Object point labels

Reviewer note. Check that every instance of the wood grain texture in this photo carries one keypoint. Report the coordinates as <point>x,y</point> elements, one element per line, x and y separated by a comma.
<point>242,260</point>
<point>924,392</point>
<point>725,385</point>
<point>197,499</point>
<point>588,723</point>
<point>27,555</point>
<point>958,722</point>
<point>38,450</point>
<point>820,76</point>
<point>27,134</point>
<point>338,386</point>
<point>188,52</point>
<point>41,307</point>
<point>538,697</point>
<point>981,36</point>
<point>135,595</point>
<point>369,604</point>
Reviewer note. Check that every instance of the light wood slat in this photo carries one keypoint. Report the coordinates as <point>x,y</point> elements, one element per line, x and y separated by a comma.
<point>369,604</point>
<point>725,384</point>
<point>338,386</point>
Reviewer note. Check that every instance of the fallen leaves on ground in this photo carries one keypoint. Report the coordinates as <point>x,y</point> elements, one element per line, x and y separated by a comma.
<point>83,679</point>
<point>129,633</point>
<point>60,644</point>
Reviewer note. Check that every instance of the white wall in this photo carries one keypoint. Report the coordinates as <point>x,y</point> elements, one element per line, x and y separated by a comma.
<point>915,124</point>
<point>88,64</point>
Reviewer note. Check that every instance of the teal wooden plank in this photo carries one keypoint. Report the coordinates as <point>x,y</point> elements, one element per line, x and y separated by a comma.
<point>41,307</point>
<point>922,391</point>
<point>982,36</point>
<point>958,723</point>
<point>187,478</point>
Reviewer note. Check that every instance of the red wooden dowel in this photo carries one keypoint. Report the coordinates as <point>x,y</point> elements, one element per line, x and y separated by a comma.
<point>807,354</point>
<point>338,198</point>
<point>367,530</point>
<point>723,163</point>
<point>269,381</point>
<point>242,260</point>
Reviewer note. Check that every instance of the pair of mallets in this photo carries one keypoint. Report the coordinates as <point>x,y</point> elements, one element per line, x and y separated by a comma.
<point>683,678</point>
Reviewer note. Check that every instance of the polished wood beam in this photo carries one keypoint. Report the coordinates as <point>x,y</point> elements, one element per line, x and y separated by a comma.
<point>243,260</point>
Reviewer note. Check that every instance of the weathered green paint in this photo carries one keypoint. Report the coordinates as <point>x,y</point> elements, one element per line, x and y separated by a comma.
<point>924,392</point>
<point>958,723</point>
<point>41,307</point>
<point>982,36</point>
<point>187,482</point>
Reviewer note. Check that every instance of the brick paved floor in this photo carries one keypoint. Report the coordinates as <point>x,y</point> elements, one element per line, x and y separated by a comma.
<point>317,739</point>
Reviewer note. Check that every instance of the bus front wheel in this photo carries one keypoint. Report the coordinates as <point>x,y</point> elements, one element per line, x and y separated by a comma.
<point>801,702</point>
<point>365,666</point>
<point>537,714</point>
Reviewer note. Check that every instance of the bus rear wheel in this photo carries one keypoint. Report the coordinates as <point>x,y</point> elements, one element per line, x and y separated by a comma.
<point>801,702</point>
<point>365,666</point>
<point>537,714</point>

**TASK STATEMENT:** Can you rewrite the material above, from its start through the line holding "<point>88,64</point>", inclusive, swapping "keypoint" for "marker" and keeping everything else the same?

**FINISHED EXERCISE:**
Reviewer note. Check that every instance of the wood grain texture in this photo carries one marker. Report the coordinates as <point>x,y</point> elements, one element per line, x and y separated by a comma.
<point>242,260</point>
<point>924,392</point>
<point>725,385</point>
<point>197,499</point>
<point>588,723</point>
<point>27,555</point>
<point>958,722</point>
<point>38,450</point>
<point>820,76</point>
<point>27,134</point>
<point>338,386</point>
<point>188,52</point>
<point>41,307</point>
<point>538,697</point>
<point>981,36</point>
<point>135,595</point>
<point>369,604</point>
Reviewer note. Check that every instance of the light wood slat in this photo carries one marker. Report the coordinates as <point>x,y</point> elements, one element per line, x and y separated by a comma.
<point>369,604</point>
<point>725,384</point>
<point>338,386</point>
Reviewer note. Check that every instance of the fallen leaves on ground in this photo carries one marker. Report the coordinates as <point>x,y</point> elements, one element per line, x and y separated by a comma.
<point>83,679</point>
<point>129,633</point>
<point>60,644</point>
Reviewer note. Check that every instance of the white wall in this photo carries one marker. Report the coordinates as <point>x,y</point> elements, one element per line, x and y separated by a comma.
<point>915,124</point>
<point>88,64</point>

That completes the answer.